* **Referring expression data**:
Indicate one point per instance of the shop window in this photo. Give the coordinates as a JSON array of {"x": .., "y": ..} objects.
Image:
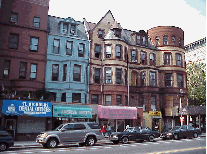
[
  {"x": 77, "y": 73},
  {"x": 55, "y": 72},
  {"x": 118, "y": 100},
  {"x": 63, "y": 98},
  {"x": 14, "y": 17},
  {"x": 36, "y": 22},
  {"x": 180, "y": 80},
  {"x": 13, "y": 41},
  {"x": 56, "y": 46},
  {"x": 134, "y": 56},
  {"x": 107, "y": 75},
  {"x": 76, "y": 97},
  {"x": 178, "y": 59},
  {"x": 6, "y": 69},
  {"x": 81, "y": 50},
  {"x": 23, "y": 70},
  {"x": 118, "y": 75},
  {"x": 64, "y": 72},
  {"x": 34, "y": 44},
  {"x": 97, "y": 50},
  {"x": 97, "y": 75},
  {"x": 69, "y": 47},
  {"x": 108, "y": 51},
  {"x": 153, "y": 103},
  {"x": 152, "y": 59},
  {"x": 167, "y": 57},
  {"x": 168, "y": 80},
  {"x": 108, "y": 99},
  {"x": 94, "y": 99},
  {"x": 143, "y": 58},
  {"x": 33, "y": 71},
  {"x": 143, "y": 79},
  {"x": 118, "y": 51}
]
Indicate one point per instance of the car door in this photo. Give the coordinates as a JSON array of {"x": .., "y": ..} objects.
[
  {"x": 79, "y": 132},
  {"x": 66, "y": 133}
]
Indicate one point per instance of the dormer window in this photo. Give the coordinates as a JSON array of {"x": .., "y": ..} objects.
[{"x": 73, "y": 29}]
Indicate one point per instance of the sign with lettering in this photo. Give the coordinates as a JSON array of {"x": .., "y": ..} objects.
[
  {"x": 71, "y": 112},
  {"x": 32, "y": 108}
]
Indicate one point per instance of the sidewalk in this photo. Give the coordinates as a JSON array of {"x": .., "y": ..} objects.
[{"x": 26, "y": 144}]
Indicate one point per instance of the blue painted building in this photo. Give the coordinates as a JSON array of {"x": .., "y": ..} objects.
[{"x": 67, "y": 60}]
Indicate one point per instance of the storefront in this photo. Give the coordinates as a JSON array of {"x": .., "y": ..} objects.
[
  {"x": 63, "y": 113},
  {"x": 25, "y": 119},
  {"x": 117, "y": 116}
]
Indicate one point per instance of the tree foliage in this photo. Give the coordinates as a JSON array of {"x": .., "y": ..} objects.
[{"x": 196, "y": 83}]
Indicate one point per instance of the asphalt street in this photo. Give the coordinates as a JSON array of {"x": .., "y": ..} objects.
[{"x": 183, "y": 146}]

* **Work to be completed**: Give back only the lines from the one containing "Indicate one point per instance of the tree" through the final line of the entries above, exactly as written, both included.

* **Written answer**:
Indicate one point per instance of the tree foliage in this photo. Give the coordinates as a JSON array of {"x": .., "y": ..} objects.
[{"x": 196, "y": 83}]
Indicate one point per instance of the asphalt street in this photo. Give the coordinates as a JSON array of {"x": .., "y": ..} objects.
[{"x": 183, "y": 146}]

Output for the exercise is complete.